Start GIVEN INFORMATION

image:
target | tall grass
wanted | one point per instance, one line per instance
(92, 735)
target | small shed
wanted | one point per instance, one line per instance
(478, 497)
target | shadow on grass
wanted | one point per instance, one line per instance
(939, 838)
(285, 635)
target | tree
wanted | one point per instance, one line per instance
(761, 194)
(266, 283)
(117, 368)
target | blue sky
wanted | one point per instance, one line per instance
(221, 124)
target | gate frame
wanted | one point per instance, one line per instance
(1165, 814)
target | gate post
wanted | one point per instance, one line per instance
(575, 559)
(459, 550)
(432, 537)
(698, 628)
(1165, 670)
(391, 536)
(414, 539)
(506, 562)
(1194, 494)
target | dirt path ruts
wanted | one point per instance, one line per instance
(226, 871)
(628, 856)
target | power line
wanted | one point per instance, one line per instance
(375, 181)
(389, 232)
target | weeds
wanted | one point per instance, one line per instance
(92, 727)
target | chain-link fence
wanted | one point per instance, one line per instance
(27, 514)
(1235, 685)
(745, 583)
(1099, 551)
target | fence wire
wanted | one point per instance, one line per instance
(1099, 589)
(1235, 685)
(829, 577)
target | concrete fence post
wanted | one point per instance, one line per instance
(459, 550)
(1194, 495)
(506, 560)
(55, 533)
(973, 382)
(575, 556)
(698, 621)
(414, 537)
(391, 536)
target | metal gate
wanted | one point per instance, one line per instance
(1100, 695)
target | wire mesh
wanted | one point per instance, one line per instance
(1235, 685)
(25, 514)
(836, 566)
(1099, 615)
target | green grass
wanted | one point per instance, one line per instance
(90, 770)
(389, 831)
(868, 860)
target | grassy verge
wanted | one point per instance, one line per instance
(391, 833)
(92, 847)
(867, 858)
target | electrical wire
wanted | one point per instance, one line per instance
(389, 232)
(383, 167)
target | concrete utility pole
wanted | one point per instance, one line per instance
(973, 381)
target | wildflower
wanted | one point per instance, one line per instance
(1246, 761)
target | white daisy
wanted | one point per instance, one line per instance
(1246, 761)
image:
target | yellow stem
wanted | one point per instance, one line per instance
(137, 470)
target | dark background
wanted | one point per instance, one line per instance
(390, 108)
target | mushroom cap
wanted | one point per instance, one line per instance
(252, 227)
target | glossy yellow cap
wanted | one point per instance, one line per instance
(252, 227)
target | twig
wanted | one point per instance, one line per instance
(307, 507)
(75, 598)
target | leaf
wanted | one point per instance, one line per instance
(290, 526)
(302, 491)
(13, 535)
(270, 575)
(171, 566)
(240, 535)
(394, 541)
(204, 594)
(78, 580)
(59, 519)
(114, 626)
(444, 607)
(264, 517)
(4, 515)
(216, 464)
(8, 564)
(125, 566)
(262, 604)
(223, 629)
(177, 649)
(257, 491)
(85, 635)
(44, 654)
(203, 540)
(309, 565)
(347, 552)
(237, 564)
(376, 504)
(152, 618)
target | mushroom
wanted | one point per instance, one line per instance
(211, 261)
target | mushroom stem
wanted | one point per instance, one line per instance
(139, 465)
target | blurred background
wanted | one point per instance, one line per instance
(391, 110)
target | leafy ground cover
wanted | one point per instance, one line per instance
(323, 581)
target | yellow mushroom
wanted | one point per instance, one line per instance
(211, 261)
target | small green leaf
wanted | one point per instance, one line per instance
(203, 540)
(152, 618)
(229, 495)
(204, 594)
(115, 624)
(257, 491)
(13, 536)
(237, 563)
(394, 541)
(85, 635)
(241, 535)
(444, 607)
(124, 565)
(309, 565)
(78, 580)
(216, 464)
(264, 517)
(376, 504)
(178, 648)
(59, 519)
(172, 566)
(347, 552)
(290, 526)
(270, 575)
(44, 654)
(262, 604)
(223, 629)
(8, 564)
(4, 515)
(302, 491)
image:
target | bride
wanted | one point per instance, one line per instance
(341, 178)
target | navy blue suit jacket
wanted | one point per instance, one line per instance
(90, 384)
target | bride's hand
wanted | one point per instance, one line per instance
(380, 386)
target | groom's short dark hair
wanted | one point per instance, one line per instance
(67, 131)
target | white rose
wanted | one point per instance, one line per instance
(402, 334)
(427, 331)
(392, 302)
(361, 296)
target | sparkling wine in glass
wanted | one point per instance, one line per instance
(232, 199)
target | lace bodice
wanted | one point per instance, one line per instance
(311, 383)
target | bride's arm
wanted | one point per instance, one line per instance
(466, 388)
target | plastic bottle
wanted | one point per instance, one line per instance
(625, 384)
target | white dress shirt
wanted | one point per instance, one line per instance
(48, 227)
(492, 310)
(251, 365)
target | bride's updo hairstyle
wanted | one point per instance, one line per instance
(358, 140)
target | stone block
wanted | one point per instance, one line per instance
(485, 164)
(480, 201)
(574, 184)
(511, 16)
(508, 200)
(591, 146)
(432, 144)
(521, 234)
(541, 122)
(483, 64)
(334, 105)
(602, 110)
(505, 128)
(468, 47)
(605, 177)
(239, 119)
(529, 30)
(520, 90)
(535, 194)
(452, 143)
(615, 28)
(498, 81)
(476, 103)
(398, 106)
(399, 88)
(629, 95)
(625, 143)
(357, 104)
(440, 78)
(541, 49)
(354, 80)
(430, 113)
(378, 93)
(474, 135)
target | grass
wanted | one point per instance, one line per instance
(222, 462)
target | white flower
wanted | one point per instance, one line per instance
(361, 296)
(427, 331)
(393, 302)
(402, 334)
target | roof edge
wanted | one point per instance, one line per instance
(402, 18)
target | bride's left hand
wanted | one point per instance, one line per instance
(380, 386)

End GIVEN INFORMATION

* [PROBLEM]
Go through the listing above and restate it word for word.

* [ANSWER TO THIS EXERCISE]
image:
target | tall grass
wanted | one point per instance, one line per instance
(92, 735)
target | small shed
wanted | one point per instance, one line per instance
(478, 497)
target | shadow on grass
wanted | one point per instance, one line per instance
(939, 838)
(285, 635)
target | tree
wanted | one point per instance, one line per instance
(761, 194)
(266, 283)
(117, 368)
target | blue sky
wanted | one point per instance, one line per instance
(221, 124)
target | gate frame
wanted | one point per instance, one line per instance
(1165, 814)
target | gate post
wanted | one point per instance, one line per instance
(575, 559)
(459, 550)
(432, 537)
(698, 628)
(1165, 670)
(391, 536)
(414, 539)
(506, 562)
(1194, 494)
target | dirt path ruts
wanted | one point per instance, one line per instance
(226, 871)
(628, 856)
target | power line
wanted | one point per instance, one line per instance
(375, 181)
(389, 232)
target | weeds
wanted | one point per instance, one line per instance
(92, 727)
target | chain-link fence
wanted | one point per instance, one line per instance
(27, 514)
(1235, 685)
(745, 583)
(1099, 551)
target | fence wire
wanted | one point per instance, one line per instance
(1099, 589)
(1235, 685)
(829, 577)
target | concrete fence post
wanted | one point per instance, one line per instance
(459, 550)
(1194, 495)
(506, 560)
(55, 533)
(973, 382)
(575, 556)
(698, 621)
(414, 537)
(391, 536)
target | metal gate
wanted | one point per instance, one line per instance
(1100, 695)
target | wire mesh
wanted | one point per instance, one line per instance
(1235, 685)
(25, 514)
(836, 566)
(1099, 615)
target | green grass
wanted | one point per instance, one line per instance
(90, 770)
(389, 831)
(868, 860)
target | grassy verge
wanted | one point per instance, one line per instance
(391, 833)
(92, 847)
(867, 858)
target | electrical wire
wanted | one point per instance, one line per instance
(389, 232)
(383, 167)
target | concrete utility pole
wanted | one point per instance, one line per instance
(973, 381)
target | wildflower
wanted | one point per instance, one line per instance
(1246, 761)
target | white daisy
wanted | one point per instance, one line per instance
(1246, 761)
image:
target | yellow stem
wanted | one point per instance, one line per instance
(137, 470)
target | dark background
wanted | one point per instance, one line per instance
(390, 108)
target | mushroom cap
wanted | one point per instance, one line per instance
(252, 227)
target | glossy yellow cap
wanted | one point per instance, one line per instance
(252, 227)
target | twig
wanted | one point per instance, one line per instance
(307, 507)
(75, 598)
target | leaf
wanted | one point per instance, one line per instance
(290, 526)
(302, 491)
(13, 535)
(270, 575)
(171, 566)
(240, 535)
(394, 541)
(204, 594)
(78, 580)
(59, 519)
(114, 626)
(444, 607)
(264, 517)
(4, 515)
(216, 464)
(8, 564)
(125, 566)
(262, 604)
(223, 629)
(177, 649)
(257, 491)
(85, 635)
(44, 654)
(203, 540)
(309, 565)
(347, 552)
(237, 564)
(376, 504)
(152, 618)
target | mushroom
wanted | one point per instance, one line per instance
(211, 261)
target | mushroom stem
wanted | one point per instance, one line per instance
(139, 465)
target | blurred background
wanted | one point per instance, one line per instance
(391, 110)
target | leafy ground cover
wanted | one point per instance, one line per instance
(323, 581)
target | yellow mushroom
wanted | one point per instance, one line per instance
(211, 261)
target | small green leaf
wanted | one point per instance, one line per instance
(203, 540)
(152, 618)
(229, 495)
(204, 594)
(115, 624)
(257, 491)
(13, 536)
(237, 563)
(394, 541)
(85, 635)
(241, 535)
(444, 607)
(124, 565)
(309, 565)
(78, 580)
(216, 464)
(264, 517)
(376, 504)
(178, 648)
(59, 519)
(172, 566)
(347, 552)
(290, 526)
(270, 575)
(44, 654)
(262, 604)
(223, 629)
(8, 564)
(4, 515)
(302, 491)
image:
target | bride
wanted | one point per instance, one line per instance
(341, 178)
target | navy blue suit jacket
wanted | one point per instance, one line per instance
(90, 384)
target | bride's hand
wanted | one point per instance, one line per instance
(380, 386)
target | groom's short dark hair
wanted | one point per instance, one line per instance
(67, 131)
target | white rose
wanted | one point per instance, one line per instance
(402, 334)
(427, 331)
(392, 302)
(361, 296)
target | sparkling wine in glass
wanted | one point per instance, one line per instance
(232, 199)
target | lace bodice
wanted | one point per instance, one line per instance
(311, 383)
target | bride's arm
wanted | one point per instance, one line per instance
(466, 388)
target | plastic bottle
wanted | one point per instance, one line per instance
(625, 384)
target | white dress shirt
wanted | one point per instance, one line per instance
(48, 227)
(492, 310)
(251, 365)
target | bride's updo hairstyle
wanted | one point per instance, one line per instance
(358, 140)
target | stone block
wanted | one point per instance, one line per instance
(485, 164)
(480, 201)
(574, 184)
(511, 16)
(508, 200)
(591, 146)
(432, 144)
(521, 234)
(541, 122)
(483, 64)
(334, 105)
(602, 110)
(505, 128)
(468, 47)
(605, 177)
(239, 119)
(529, 30)
(520, 90)
(535, 194)
(452, 143)
(615, 28)
(498, 81)
(476, 103)
(398, 106)
(399, 88)
(629, 95)
(625, 143)
(357, 104)
(440, 78)
(541, 49)
(354, 80)
(430, 113)
(378, 93)
(474, 135)
target | grass
wanted | one point per instance, one line per instance
(222, 462)
target | white flower
wanted | one point per instance, one line per instance
(361, 296)
(427, 331)
(393, 302)
(402, 334)
target | roof edge
wanted | one point per instance, one line per instance
(402, 18)
target | bride's left hand
wanted | one point per instance, one line per instance
(380, 386)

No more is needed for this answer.